++++ STORED ROWS ++++

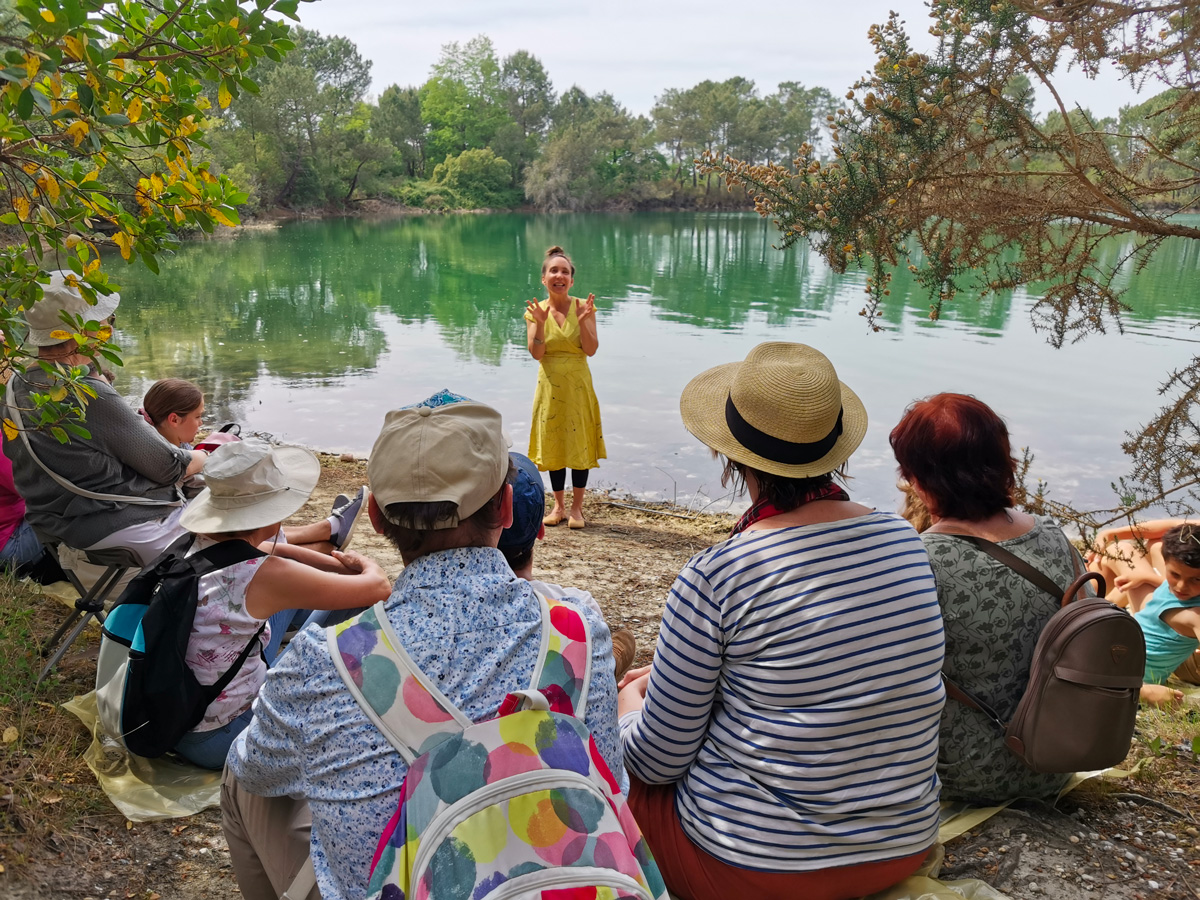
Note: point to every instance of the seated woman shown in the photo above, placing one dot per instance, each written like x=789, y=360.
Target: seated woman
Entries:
x=175, y=409
x=955, y=454
x=784, y=742
x=251, y=489
x=21, y=552
x=121, y=459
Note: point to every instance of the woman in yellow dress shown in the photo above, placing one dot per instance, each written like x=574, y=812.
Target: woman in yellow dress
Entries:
x=565, y=431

++++

SHORT PROBLEM: Recast all of the data above as a numbered list, one line per entry, with blank lines omitted and the pictures left out.

TASK OUTPUT:
1. Note: point to every instance of the seated woman shown in the photo above, placing one dot per instance, each written like x=789, y=360.
2. Target: seated woman
3. Entries:
4. x=175, y=409
5. x=955, y=454
6. x=784, y=742
7. x=251, y=489
8. x=21, y=552
9. x=121, y=459
10. Note: point to every instance of the woman in yellow dress shown in the photo above, placing one dot per instance, each written like x=574, y=812.
11. Target: woman in yellow dress
12. Entries:
13. x=565, y=431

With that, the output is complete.